▶ **Zielsetzung A**
Ändern Sie im Text über Machiavelli den Abschnitt von „Unübertroffen geblieben ist“ bis „Logik der Weltherrschaft.“, indem Sie „Weltherrschaft“ durch „Vorherrschaft“ ersetzen, und geben Sie ihn vollständig wieder.
▶ **Zielsetzung B**
Womit begnügte sich Machiavelli in seinem „Principe“ laut dem Text über Machiavelli?

▶ **Dokumenttext**
___
Unübertroffen geblieben ist Machiavellis Charakterologie der bürgerlichen Klasse seiner Zeit, wenn er konstatiert, der Mensch vergesse leichter die Ermordung seines Vaters, als daß er den Raub seines Erbteils verzeihe. Während sich Machiavelli in seinem "Principe" aber noch mit der Rettung der italienischen Nation und der dazugehörigen Regierungstechnik begnügte, muß es in der heutigen globalisierten Welt eine Nummer größer sein: So versucht sich die Theorie-Manufaktur Herfried Münkler mit dem Buch Imperien an einer Logik der Weltherrschaft.
___
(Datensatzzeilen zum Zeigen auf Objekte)

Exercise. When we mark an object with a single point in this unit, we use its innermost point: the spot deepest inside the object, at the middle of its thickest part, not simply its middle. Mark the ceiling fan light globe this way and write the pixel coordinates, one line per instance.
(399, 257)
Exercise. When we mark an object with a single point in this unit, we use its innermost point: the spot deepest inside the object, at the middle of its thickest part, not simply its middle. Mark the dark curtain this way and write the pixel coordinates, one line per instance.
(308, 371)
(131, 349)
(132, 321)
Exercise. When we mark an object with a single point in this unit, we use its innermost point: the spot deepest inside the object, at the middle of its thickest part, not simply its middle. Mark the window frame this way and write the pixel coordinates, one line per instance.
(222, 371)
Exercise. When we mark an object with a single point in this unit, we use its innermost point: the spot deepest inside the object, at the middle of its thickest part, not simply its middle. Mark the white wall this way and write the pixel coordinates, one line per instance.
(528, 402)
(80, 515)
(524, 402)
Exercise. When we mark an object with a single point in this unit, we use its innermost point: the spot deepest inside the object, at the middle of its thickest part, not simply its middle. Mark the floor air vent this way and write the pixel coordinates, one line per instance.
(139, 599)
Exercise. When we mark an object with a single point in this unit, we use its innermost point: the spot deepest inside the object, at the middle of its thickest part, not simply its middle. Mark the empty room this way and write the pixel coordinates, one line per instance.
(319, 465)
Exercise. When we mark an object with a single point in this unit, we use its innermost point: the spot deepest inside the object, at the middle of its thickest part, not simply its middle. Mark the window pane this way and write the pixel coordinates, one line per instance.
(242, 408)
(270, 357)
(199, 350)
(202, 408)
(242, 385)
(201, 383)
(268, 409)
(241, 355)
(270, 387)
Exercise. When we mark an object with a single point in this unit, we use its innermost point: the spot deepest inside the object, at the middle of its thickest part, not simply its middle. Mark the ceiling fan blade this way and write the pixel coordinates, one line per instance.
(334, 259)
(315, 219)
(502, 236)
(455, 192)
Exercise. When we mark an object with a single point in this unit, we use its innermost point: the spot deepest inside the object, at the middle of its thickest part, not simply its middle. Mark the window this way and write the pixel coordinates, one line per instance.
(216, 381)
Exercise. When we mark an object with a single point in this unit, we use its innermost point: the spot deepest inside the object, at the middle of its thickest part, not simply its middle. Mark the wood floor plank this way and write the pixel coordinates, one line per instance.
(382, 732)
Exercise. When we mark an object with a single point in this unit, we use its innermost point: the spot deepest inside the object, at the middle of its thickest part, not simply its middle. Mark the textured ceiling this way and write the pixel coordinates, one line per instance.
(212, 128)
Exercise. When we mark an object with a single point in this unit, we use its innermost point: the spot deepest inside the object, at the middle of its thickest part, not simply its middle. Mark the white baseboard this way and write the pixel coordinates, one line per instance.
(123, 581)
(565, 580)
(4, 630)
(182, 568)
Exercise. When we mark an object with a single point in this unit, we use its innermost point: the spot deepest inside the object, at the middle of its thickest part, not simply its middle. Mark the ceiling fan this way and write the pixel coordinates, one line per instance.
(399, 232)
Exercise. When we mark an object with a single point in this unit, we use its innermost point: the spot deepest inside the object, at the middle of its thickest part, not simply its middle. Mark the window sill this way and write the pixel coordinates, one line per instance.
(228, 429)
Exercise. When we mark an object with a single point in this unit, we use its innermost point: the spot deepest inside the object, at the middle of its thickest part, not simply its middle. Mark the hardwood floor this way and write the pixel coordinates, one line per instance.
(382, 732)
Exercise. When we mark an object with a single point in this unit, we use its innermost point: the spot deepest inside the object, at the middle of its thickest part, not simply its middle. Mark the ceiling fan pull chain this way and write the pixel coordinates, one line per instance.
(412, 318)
___
▶ **Schriftliche Antwort A**
Unübertroffen geblieben ist Machiavellis Charakterologie der bürgerlichen Klasse seiner Zeit, wenn er konstatiert, der Mensch vergesse leichter die Ermordung seines Vaters, als daß er den Raub seines Erbteils verzeihe. Während sich Machiavelli in seinem "Principe" aber noch mit der Rettung der italienischen Nation und der dazugehörigen Regierungstechnik begnügte, muß es in der heutigen globalisierten Welt eine Nummer größer sein: So versucht sich die Theorie-Manufaktur Herfried Münkler mit dem Buch Imperien an einer Logik der Vorherrschaft.

▶ **Schriftliche Antwort B**
Mit der Rettung der italienischen Nation und der dazugehörigen Regierungstechnik.